Monday, Jun. 24, 1974
Imp of the Perverse
By T.E. Kalem
THE WORLD OF LENNY BRUCE
Assembled by FRANK SPEISER
To Lenny Bruce, hypocrisy was the prime obscenity. He wanted to exorcise it publicly. He wanted the hypocrite in each member of the audience to confess and condemn himself. He was a messianic imp of the perverse who wanted to cleanse souls through blasphemy, to free language with four-letter words, to restore nudity and copulation and natural bodily functions to the innocent purposes of nature.
He both succeeded and failed. He certainly brought about a change in inner attitudes, so that the comic material for which he was scorned and prosecuted meets with relatively easy acceptance today. Outwardly, little has changed. The substance of the first two-thirds of this one-man show--a toilet-training routine, assorted scatology, corrosively Jewish anti-Semitic byplay--could no more find its way into print in most publications now than when Bruce first delivered it in the '50s and '60s. Most supper-club managers would still label it as "sick."
——————————
▶ _Required action 1_
Retype the Lenny Bruce review, starting with "Monday, Jun. 24, 1974" and going on through "purposes of nature.".
▶ _Required action 2_
Translate this sentence from the Lenny Bruce review into Spanish: "He certainly brought about a change in inner attitudes, so that the comic material for which he was scorned and prosecuted meets with relatively easy acceptance today."
The material that comes next is not needed.
——————————
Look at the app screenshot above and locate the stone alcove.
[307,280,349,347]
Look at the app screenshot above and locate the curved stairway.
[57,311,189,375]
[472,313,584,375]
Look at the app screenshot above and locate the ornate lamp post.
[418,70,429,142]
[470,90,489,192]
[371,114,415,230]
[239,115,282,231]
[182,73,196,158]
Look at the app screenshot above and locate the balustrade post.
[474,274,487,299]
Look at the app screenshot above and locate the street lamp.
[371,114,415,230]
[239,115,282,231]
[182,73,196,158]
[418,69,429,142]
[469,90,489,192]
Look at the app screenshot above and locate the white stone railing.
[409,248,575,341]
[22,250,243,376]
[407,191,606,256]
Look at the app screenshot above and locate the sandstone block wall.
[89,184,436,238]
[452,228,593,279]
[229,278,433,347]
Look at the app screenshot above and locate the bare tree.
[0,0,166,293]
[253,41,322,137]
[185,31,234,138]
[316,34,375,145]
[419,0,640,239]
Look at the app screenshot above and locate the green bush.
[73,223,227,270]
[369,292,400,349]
——————————
▶ _Written answer 1_
Monday, Jun. 24, 1974
Imp of the Perverse
By T.E. Kalem
THE WORLD OF LENNY BRUCE
Assembled by FRANK SPEISER
To Lenny Bruce, hypocrisy was the prime obscenity. He wanted to exorcise it publicly. He wanted the hypocrite in each member of the audience to confess and condemn himself. He was a messianic imp of the perverse who wanted to cleanse souls through blasphemy, to free language with four-letter words, to restore nudity and copulation and natural bodily functions to the innocent purposes of nature.

▶ _Written answer 2_
Sin duda provocó un cambio en las actitudes interiores, de modo que el material cómico por el que fue despreciado y procesado encuentra hoy una aceptación relativamente fácil.